==== DATA FOR REVIEW ====
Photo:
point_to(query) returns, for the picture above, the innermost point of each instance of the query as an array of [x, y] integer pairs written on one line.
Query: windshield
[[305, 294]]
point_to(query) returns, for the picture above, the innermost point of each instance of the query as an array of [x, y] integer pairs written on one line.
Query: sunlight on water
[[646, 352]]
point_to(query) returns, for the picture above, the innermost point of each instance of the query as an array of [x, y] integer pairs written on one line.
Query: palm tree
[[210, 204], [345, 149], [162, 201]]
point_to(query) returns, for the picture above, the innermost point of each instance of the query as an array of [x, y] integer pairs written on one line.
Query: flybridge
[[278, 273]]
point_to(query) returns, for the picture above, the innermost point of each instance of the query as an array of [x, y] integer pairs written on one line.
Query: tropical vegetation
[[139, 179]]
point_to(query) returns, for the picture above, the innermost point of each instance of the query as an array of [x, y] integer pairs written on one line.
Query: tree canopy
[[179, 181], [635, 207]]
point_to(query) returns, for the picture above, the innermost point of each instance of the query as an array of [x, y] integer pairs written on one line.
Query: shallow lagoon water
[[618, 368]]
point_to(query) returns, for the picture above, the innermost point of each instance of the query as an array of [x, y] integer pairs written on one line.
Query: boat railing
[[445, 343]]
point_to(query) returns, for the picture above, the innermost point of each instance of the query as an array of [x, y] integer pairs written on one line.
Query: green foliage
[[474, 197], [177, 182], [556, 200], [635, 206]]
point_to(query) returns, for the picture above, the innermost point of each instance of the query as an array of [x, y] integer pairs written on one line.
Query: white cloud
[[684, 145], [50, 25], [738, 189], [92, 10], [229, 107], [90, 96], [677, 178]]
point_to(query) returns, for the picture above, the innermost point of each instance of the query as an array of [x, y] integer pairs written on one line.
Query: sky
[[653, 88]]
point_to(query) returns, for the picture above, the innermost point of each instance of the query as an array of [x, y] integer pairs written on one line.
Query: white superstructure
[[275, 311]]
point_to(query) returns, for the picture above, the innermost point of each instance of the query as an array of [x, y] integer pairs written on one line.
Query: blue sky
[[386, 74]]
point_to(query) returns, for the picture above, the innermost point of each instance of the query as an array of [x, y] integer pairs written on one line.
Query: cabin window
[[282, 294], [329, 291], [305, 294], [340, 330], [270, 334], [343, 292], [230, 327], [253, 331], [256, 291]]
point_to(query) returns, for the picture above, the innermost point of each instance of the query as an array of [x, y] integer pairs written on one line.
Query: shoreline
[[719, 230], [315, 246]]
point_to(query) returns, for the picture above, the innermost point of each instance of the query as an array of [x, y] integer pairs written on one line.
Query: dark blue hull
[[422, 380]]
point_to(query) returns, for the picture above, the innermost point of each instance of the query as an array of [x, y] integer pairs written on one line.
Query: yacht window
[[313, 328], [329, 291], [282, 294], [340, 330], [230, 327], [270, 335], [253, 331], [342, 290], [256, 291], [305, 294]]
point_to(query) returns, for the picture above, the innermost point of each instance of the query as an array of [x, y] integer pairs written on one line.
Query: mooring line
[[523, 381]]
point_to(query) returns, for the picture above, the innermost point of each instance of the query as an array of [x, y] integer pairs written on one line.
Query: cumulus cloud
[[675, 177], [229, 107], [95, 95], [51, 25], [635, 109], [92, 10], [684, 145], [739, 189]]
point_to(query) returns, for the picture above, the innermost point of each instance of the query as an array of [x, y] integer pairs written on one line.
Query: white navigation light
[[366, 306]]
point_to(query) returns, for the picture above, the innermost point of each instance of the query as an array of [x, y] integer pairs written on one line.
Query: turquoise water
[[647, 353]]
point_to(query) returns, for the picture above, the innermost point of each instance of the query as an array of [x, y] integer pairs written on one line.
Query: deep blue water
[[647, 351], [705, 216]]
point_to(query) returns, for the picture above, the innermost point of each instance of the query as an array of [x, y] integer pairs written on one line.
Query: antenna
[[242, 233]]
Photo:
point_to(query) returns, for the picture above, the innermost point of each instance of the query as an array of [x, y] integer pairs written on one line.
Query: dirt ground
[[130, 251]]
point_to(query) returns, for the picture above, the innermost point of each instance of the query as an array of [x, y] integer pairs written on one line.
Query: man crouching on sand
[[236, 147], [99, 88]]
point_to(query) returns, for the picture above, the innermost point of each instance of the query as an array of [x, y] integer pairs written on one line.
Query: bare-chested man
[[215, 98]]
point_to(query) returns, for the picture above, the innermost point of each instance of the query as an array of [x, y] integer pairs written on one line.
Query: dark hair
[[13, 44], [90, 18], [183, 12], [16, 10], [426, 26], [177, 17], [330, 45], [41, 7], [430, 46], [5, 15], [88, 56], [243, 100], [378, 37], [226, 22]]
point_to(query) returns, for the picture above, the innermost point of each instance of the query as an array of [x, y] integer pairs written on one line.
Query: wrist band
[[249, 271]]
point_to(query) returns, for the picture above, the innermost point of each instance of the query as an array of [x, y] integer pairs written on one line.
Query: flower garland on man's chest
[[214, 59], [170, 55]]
====
> [TRY IT]
Transcribe the listing above verbatim.

> [RESPONSE FOR THIS EXERCISE]
Photo:
point_to(query) returns, for the picture above, the innermost point of each instance of the query as an array of [x, y] integer pairs written on one line.
Query: windshield
[[305, 294]]
point_to(query) returns, for the picture above, the innermost point of each instance of the query as an array of [x, y] integer pairs written on one line.
Query: sunlight on water
[[646, 352]]
point_to(query) returns, for the picture above, the innermost point of each instance of the query as an array of [x, y] integer pairs written on one line.
Query: palm tree
[[210, 204], [345, 149], [162, 201]]
point_to(query) returns, for the picture above, the innermost point of each instance of the query as an array of [x, y] integer pairs written on one line.
Query: flybridge
[[278, 273]]
point_to(query) returns, for the picture above, the innermost point of each instance of the query as an array of [x, y] integer pairs written on one line.
Query: tropical vegetation
[[139, 179]]
point_to(query) returns, for the picture above, the innermost point of each instance of the query as an array of [x, y] integer pairs written on one line.
Query: tree canopy
[[179, 181], [635, 207]]
point_to(query) returns, for the picture above, the innermost point of each instance of the query as an array of [x, y] integer pairs written on one line.
Query: shallow lagoon water
[[618, 368]]
point_to(query) returns, for the picture above, the innermost point of each instance of the query as an array of [x, y] integer pairs written on one line.
Query: boat railing
[[445, 343]]
point_to(query) returns, for the picture above, the innermost point of each instance of the query as an array of [x, y] integer pairs written on one line.
Query: green foliage
[[474, 197], [177, 182], [556, 200], [635, 206]]
point_to(query) returns, for the picture above, the innermost point of each instance of the query as an array of [x, y] integer pairs written on one line.
Query: white cloud
[[684, 145], [50, 25], [738, 189], [92, 10], [229, 107], [90, 96], [677, 178]]
point_to(query) returns, for the picture above, the innermost point of each instance of the query as an array of [x, y] integer pairs written on one line.
Query: sky
[[653, 88]]
point_to(query) returns, for the picture above, the innermost point of each instance of the query as an array of [x, y] integer pairs written on one line.
Query: white superstructure
[[275, 311]]
point_to(query) returns, for the picture above, the innermost point of each instance of the query as an array of [x, y] integer pairs written on one line.
Query: blue sky
[[386, 74]]
point_to(query) returns, for the picture above, the innermost point of each instance of the query as an array of [x, y] integer pairs written on one line.
Query: cabin window
[[282, 294], [329, 291], [305, 294], [340, 330], [270, 334], [343, 292], [230, 327], [253, 331], [256, 291]]
point_to(query) returns, for the picture above, the innermost point of each instance of the query as an array of [x, y] integer pairs written on one line.
Query: shoreline
[[719, 230], [315, 246]]
point_to(query) returns, for the picture above, the innermost point of each instance of the query as an array of [x, y] integer pairs written on one line.
Query: dark blue hull
[[422, 380]]
point_to(query) returns, for the picture above, the innermost point of each instance of the query as an array of [x, y] integer pairs written on one line.
Query: yacht window
[[313, 328], [329, 291], [282, 294], [340, 330], [230, 327], [270, 335], [253, 331], [342, 290], [256, 291], [305, 294]]
point_to(query) returns, for the picture above, the innermost point of each instance of the query as an array of [x, y] integer pairs written on one line.
Query: mooring line
[[523, 381]]
point_to(query) returns, for the picture above, the innermost point of each instance of the query as an array of [x, y] integer pairs written on one line.
Query: cumulus cloud
[[675, 177], [229, 107], [95, 95], [51, 25], [635, 109], [92, 10], [684, 145], [739, 189]]
point_to(query) returns, for the picture above, the innermost point of each instance of the query as an array of [x, y] integer pairs written on one line.
Query: white navigation light
[[366, 306]]
point_to(query) returns, for the picture above, the innermost point of each instance of the query as an array of [x, y] integer pairs written on one line.
Query: turquoise water
[[647, 353]]
point_to(query) returns, for the picture above, the innermost point of each instance of the query as an array of [x, y] integer pairs written on one line.
Query: deep blue water
[[647, 351], [705, 216]]
point_to(query) returns, for the picture above, the innermost point of each instance of the query as an array of [x, y] integer pairs written on one line.
Query: antenna
[[242, 233]]
Photo:
point_to(query) returns, for the picture above, the innermost point of each instance of the query as an array of [x, y] integer pairs written on one line.
Query: dirt ground
[[130, 251]]
point_to(query) returns, for the picture above, the innermost point of each instance of the query as an array of [x, y] integer pairs written on one line.
Query: man crouching on sand
[[236, 147], [99, 88]]
point_to(query) returns, for the picture above, the innermost point of each instance of the query as an array of [x, y] integer pairs written on one line.
Query: bare-chested man
[[215, 98]]
point_to(query) returns, for the picture above, the innermost point of each instance of the query as an array of [x, y] integer pairs written on one line.
Query: dark hair
[[13, 44], [90, 18], [183, 12], [16, 10], [426, 26], [177, 17], [330, 45], [41, 7], [430, 46], [5, 15], [88, 56], [243, 100], [378, 37], [226, 22]]
point_to(query) returns, for the picture above, the innermost point of each instance of the query as an array of [x, y] integer pairs written on one line.
Query: wrist band
[[249, 271]]
point_to(query) returns, for the picture above, the innermost point of each instance of the query as an array of [x, y] integer pairs written on one line.
Query: flower garland on man's chest
[[214, 59], [170, 55]]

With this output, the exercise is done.